──────── MATERIAL TO PROCESS

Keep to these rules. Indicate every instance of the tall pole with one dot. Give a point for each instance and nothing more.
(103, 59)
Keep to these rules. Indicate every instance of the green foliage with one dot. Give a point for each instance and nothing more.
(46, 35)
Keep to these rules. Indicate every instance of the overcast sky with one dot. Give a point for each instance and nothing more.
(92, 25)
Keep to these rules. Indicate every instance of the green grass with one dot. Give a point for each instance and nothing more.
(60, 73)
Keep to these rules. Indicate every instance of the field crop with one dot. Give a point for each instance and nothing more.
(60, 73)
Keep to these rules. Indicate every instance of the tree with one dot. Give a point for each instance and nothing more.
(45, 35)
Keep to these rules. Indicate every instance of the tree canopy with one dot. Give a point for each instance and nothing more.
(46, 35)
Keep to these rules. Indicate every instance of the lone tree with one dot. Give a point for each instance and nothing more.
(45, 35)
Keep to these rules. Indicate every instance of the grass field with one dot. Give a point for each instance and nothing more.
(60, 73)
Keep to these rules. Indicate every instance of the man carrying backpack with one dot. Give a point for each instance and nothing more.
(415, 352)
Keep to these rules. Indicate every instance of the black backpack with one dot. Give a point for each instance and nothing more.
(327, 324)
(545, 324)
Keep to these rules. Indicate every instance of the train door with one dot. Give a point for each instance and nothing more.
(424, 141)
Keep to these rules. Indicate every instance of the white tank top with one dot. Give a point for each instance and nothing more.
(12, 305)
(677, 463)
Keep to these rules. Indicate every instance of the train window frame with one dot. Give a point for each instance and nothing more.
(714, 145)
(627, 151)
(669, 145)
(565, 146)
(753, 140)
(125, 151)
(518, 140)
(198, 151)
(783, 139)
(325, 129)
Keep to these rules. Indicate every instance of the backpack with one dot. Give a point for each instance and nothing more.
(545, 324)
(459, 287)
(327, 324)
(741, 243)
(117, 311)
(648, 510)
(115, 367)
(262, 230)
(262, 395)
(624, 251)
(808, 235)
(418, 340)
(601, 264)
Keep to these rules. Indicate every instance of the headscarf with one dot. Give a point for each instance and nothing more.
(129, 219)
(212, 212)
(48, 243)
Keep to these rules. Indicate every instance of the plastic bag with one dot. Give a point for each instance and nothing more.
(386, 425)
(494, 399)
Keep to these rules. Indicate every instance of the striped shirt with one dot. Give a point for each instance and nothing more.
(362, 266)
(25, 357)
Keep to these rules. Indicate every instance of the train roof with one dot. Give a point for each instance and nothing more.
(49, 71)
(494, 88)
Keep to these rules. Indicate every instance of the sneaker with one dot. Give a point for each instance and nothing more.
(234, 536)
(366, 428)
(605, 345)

────────────────

OBJECTIVE = Rewrite every one of the records above, substituting "a single dot" for each occurrence of "one dot" and leaving everything else unchanged.

REPLY =
Keep to these rules. Indicate every instance of the tall pole with a single dot. Give a point for each instance and nothing more.
(103, 59)
Keep to these rules. Indicate every instance of the green foliage with a single dot. Give a point for each instance and nothing more.
(46, 35)
Keep to these rules. Indicate every instance of the overcast sky with a single dot. Give a point for each instance and nothing more.
(92, 25)
Keep to these rules. Indicate every instance of the green grass with a single dot. Give a point for each instance and nothing more.
(60, 73)
Keep to these rules. Indicate every instance of the field crop with a single dot. Give a point for each instance and nothing more.
(60, 73)
Keep to these rules. Indicate every instance of the tree with a single dot. Give a point for each instance and nothing more.
(45, 35)
Keep to these rules. Indicate every instance of the tree canopy with a single dot. Give a point for each instance and nothing more.
(46, 35)
Keep to these rules. Indicate every instance of the lone tree with a single dot. Give a point for each instance and nothing more.
(45, 35)
Keep to these rules. Indicate every instance of the grass field with a single dot. Give a point for each instance and nothing more.
(60, 73)
Keep to these rules. Indicate every instance of the man carrying backpack with a single dot. Give a point for each instance and nothing more.
(415, 352)
Keep to these rules. Indicate every instance of the black backpack with a single dot. Give a point for each instance and nothing more.
(327, 324)
(545, 324)
Keep to these rules. Indicate every instance of the train door with a single dot. Give a point for each instance and nothing more.
(424, 141)
Keep to these rules. Indicate every instance of the white tank top with a single dot. Give a point for each instance and nothing more.
(12, 305)
(677, 463)
Keep to these rules. Indicate every instance of the train window frame with a single dot. Give a point for each instance and nothing more.
(714, 145)
(627, 151)
(669, 145)
(565, 146)
(753, 140)
(125, 151)
(518, 140)
(198, 151)
(783, 139)
(325, 129)
Keep to these rules. Indicate every instance of the backpack with a single dot. Give a point for each instance and nothing more.
(545, 324)
(459, 287)
(327, 324)
(741, 243)
(117, 311)
(648, 510)
(115, 367)
(262, 230)
(262, 395)
(624, 251)
(808, 235)
(418, 340)
(601, 264)
Keep to these rules. Indicate every instance of the headscarf with a single dot. Give a point for each instance and nothing more.
(129, 219)
(212, 212)
(48, 243)
Keep to these rules. Indicate every instance of the plastic bag with a single dot. Give a point for each instance and nothing more.
(386, 425)
(494, 399)
Keep to these rules. Indicate every instance of the striped shirt with a single dot. Give a point for each instance and nothing more.
(362, 266)
(25, 357)
Keep to these rules. Indicate every instance of the train roof with a single dot. Give a point for each instance and nothing more.
(49, 71)
(494, 88)
Keep to these rules. Indicate every instance of the sneaker with a single dot. Give a point for each instance and nothing more.
(234, 536)
(366, 428)
(605, 345)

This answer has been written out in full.